> [Set task]:
Write out the part of the data that opens with the line containing "I need to crop around the sun" and closes with the line containing "[0,0,684,277]", keeping every line and the requests too. Increase each bounding-box coordinate in it by 87.
----- Material for this task
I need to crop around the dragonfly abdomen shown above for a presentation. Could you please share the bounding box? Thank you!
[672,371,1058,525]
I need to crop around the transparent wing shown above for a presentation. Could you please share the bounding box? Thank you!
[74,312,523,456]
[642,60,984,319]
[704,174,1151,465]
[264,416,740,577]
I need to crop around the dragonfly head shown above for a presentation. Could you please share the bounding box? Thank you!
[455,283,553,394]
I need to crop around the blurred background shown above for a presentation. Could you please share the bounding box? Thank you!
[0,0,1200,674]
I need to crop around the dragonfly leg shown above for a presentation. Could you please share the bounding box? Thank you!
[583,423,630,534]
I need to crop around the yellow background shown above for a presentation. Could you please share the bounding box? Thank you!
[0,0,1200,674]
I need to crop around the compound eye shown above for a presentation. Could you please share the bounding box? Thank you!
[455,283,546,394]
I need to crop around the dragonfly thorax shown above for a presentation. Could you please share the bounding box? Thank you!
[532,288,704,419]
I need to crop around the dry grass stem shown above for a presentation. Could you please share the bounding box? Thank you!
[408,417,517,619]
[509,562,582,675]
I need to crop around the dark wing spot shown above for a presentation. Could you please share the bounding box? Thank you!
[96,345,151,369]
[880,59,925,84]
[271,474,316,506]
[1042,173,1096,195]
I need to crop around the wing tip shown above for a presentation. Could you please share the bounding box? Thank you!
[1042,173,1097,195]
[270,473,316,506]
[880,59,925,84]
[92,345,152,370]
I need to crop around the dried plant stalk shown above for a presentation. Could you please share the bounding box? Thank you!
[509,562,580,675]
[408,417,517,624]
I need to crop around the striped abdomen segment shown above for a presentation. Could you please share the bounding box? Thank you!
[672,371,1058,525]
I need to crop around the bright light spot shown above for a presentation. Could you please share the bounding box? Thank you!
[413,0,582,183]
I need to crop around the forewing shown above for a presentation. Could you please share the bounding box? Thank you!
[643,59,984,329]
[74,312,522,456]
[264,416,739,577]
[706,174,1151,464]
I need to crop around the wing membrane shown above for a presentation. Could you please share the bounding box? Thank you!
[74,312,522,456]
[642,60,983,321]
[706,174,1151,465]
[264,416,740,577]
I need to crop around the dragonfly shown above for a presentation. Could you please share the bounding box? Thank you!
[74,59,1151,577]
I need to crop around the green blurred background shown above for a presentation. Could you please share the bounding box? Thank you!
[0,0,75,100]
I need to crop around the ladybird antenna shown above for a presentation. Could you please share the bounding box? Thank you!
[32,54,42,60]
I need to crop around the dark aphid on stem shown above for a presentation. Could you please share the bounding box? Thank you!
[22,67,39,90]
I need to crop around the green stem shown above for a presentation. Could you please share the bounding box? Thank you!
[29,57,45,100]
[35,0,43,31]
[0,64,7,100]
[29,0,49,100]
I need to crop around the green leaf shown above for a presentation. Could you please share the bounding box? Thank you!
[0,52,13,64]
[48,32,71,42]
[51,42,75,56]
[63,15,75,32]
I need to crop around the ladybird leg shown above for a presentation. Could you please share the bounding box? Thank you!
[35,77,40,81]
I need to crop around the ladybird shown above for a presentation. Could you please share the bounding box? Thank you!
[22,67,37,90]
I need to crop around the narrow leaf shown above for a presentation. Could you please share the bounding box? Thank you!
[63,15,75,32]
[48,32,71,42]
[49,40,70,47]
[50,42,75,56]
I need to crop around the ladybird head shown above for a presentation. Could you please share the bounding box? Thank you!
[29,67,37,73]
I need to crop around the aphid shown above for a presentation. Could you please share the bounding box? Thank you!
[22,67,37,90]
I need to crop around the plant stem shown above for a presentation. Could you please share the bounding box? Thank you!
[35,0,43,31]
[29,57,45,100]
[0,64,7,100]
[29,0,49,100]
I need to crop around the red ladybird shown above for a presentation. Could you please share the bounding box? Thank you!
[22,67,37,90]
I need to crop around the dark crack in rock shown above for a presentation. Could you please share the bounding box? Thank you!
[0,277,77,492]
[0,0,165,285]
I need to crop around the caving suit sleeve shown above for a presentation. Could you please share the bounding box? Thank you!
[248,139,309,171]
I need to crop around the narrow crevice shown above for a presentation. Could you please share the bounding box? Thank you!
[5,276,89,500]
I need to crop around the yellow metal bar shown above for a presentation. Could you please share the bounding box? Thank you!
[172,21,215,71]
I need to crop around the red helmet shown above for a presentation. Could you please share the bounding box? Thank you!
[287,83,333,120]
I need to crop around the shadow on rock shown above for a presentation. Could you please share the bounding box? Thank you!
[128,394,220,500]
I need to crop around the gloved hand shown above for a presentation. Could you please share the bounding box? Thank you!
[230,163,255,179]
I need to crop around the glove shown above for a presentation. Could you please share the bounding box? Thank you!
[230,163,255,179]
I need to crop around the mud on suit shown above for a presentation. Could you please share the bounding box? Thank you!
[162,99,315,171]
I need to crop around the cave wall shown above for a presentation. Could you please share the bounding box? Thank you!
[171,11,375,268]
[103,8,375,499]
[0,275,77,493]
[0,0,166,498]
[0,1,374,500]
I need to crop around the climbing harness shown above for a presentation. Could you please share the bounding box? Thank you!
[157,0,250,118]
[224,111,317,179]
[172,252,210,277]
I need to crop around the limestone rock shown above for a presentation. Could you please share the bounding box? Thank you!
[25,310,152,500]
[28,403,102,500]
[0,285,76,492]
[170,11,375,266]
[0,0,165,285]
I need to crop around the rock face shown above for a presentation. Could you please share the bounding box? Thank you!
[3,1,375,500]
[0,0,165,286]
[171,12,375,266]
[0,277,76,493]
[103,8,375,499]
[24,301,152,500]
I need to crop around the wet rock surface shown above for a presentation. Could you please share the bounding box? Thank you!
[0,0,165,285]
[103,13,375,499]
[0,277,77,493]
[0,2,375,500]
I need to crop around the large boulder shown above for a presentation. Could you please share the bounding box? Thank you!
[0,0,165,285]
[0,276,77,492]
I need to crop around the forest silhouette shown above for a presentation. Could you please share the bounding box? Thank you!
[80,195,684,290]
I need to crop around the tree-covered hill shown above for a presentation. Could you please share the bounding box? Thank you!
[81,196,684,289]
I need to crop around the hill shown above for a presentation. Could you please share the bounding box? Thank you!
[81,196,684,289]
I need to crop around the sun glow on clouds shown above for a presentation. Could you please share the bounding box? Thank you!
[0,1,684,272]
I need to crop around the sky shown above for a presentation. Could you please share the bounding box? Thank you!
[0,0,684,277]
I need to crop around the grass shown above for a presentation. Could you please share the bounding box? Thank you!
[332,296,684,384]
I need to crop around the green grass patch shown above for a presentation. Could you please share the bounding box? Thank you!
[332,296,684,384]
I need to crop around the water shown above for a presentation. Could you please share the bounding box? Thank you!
----------
> [Full response]:
I need to crop around the sun glow on clouds shown above for a presentation. Could you please share the bounding box? Thank you!
[87,88,771,359]
I need to crop around the sky shown above for a presentation. Could you please share the bounding box? Thank you!
[87,87,771,364]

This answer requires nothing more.